What you will do – Find every line in the data below that contains the word "query" and copy each of those lines.

Recorded data –
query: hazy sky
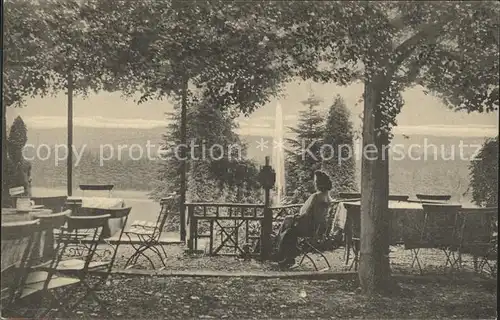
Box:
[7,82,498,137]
--
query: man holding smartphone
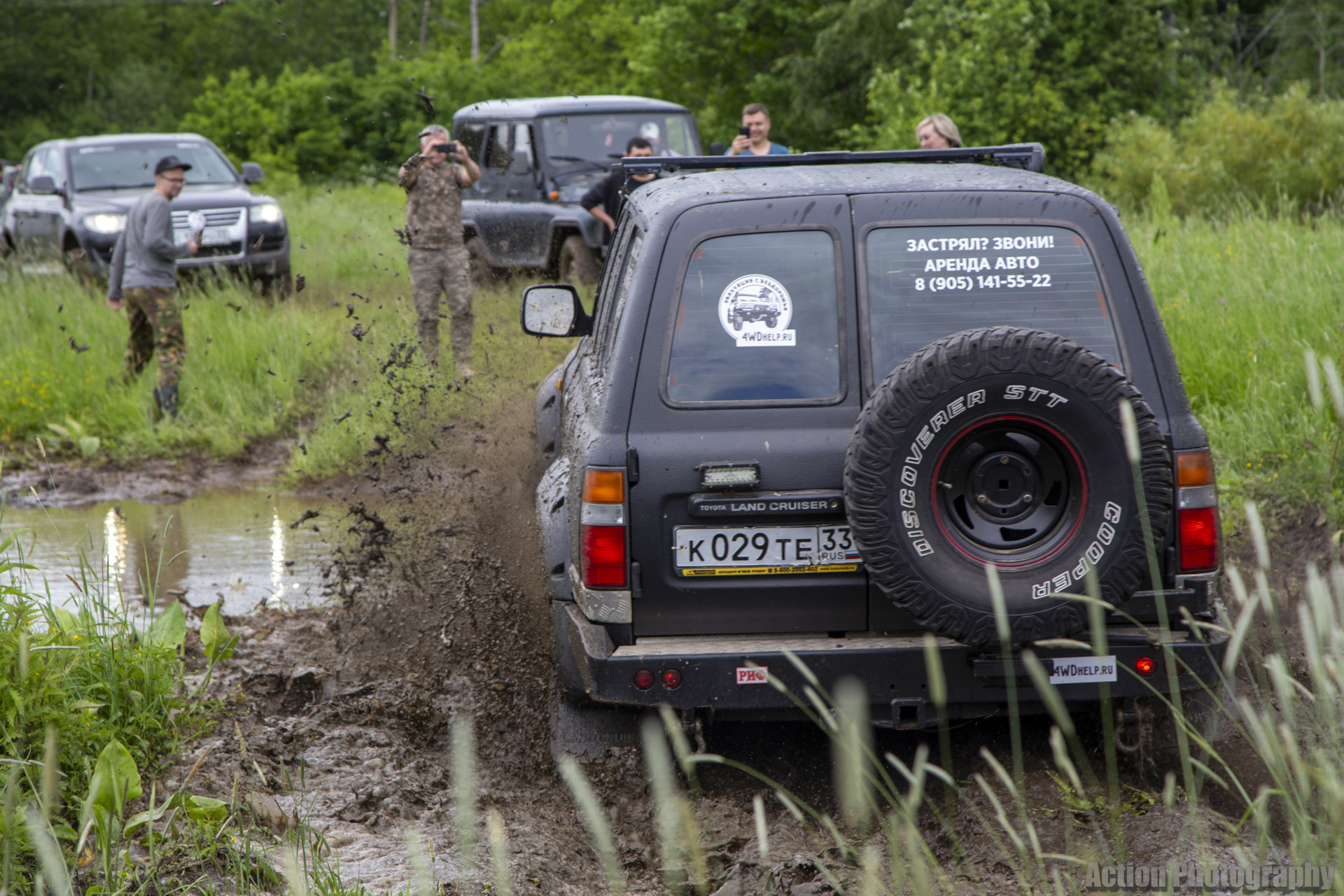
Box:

Answer to the task –
query: hazy sky
query: man holding smartphone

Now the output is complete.